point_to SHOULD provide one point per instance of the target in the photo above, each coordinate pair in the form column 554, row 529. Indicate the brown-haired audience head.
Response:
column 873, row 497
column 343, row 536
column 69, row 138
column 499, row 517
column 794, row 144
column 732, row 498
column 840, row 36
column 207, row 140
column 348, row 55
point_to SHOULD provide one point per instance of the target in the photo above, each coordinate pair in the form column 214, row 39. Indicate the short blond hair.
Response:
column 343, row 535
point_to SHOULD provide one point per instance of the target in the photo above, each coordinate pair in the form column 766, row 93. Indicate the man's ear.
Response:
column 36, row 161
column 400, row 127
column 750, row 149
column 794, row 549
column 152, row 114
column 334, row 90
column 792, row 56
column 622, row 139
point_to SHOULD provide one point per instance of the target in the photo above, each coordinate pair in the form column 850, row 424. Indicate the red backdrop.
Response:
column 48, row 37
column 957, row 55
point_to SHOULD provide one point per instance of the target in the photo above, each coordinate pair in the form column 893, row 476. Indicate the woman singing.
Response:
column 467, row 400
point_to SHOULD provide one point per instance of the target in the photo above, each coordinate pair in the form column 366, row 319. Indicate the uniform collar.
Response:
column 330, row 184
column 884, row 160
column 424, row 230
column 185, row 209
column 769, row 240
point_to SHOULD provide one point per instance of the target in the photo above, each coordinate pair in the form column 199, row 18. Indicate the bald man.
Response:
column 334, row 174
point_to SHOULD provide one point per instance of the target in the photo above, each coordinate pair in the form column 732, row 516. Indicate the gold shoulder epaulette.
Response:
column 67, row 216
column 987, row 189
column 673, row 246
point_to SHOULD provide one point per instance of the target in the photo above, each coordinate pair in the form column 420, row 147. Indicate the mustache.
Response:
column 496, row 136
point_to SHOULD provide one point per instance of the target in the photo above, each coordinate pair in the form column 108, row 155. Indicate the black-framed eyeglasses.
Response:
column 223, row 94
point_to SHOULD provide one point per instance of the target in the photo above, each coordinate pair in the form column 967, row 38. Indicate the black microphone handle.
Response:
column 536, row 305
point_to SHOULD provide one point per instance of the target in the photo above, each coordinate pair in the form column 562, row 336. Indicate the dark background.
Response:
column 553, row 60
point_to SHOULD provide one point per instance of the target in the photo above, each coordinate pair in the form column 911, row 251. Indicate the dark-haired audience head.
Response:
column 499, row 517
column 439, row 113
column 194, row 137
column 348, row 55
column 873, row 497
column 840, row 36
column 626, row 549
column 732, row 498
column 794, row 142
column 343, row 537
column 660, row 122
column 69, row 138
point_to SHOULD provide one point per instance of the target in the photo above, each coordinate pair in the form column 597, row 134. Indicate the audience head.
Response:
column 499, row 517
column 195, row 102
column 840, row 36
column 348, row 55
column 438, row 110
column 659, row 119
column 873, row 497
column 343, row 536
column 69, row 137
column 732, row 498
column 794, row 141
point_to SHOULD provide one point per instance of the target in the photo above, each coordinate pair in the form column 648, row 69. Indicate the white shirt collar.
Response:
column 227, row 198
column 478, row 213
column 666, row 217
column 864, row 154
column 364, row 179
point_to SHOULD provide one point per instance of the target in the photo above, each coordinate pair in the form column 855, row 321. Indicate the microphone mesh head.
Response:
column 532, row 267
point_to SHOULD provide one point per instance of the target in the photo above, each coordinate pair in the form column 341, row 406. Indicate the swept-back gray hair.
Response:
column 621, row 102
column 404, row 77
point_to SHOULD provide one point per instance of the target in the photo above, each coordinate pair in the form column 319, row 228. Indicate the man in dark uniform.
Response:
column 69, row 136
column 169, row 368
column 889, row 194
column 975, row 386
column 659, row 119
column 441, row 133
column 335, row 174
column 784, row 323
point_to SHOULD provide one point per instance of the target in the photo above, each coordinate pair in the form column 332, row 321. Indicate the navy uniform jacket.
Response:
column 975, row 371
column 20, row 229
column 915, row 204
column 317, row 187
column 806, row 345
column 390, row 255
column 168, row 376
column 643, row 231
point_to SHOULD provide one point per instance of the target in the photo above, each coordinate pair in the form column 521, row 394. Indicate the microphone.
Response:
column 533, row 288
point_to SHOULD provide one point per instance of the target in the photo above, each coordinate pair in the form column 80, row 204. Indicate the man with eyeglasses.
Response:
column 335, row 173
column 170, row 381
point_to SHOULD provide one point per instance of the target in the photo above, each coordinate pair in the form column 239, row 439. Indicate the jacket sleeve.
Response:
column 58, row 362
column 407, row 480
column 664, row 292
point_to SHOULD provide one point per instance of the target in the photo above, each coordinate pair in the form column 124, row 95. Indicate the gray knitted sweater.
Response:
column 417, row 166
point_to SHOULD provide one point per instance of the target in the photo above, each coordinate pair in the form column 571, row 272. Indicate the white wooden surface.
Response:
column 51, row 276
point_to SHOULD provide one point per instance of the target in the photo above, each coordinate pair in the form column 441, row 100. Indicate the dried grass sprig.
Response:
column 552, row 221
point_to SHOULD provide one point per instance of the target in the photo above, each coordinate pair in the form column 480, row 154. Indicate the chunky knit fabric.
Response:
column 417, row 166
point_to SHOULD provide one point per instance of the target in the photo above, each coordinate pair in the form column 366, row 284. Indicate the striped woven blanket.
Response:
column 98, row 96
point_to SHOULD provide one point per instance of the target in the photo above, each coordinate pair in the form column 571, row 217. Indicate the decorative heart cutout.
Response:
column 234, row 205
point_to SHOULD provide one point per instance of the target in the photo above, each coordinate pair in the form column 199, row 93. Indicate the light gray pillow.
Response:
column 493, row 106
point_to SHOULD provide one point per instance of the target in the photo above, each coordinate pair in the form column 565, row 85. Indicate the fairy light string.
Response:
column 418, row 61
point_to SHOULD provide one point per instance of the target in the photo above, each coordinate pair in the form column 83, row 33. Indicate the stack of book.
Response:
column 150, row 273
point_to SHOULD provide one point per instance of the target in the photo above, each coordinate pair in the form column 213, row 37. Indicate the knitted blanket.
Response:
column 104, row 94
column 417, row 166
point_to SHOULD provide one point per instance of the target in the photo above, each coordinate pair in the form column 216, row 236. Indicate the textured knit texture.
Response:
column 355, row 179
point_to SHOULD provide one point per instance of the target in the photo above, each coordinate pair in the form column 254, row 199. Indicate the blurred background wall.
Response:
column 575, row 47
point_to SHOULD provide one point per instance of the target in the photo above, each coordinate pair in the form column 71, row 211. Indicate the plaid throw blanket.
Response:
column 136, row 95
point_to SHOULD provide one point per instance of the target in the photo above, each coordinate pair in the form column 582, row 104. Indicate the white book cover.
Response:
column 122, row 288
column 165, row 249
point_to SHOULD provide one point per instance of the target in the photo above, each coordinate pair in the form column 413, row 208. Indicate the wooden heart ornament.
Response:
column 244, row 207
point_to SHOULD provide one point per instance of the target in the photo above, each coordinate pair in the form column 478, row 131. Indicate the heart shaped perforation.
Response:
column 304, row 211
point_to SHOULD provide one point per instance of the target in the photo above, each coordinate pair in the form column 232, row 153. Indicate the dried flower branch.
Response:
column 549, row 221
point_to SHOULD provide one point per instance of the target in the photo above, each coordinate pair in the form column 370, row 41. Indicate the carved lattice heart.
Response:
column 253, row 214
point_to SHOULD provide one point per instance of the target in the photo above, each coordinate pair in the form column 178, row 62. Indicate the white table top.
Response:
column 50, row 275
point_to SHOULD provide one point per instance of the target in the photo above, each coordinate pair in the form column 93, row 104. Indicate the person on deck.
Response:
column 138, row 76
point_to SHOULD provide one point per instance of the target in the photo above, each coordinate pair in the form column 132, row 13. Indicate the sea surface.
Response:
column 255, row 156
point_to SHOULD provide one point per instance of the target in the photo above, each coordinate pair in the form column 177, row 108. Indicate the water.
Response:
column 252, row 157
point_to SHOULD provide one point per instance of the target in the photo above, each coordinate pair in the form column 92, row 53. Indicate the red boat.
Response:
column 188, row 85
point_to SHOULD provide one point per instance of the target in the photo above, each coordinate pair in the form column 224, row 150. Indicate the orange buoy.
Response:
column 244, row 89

**What is expected:**
Copy out the lines above word for word, starting at the line that contains "the sea surface." and ending after the line that contains "column 255, row 156".

**Exercise solution:**
point_to SHOULD provide one point per instance of the target in the photo above, each coordinate pair in the form column 132, row 13. Indicate the sea surface.
Response:
column 255, row 156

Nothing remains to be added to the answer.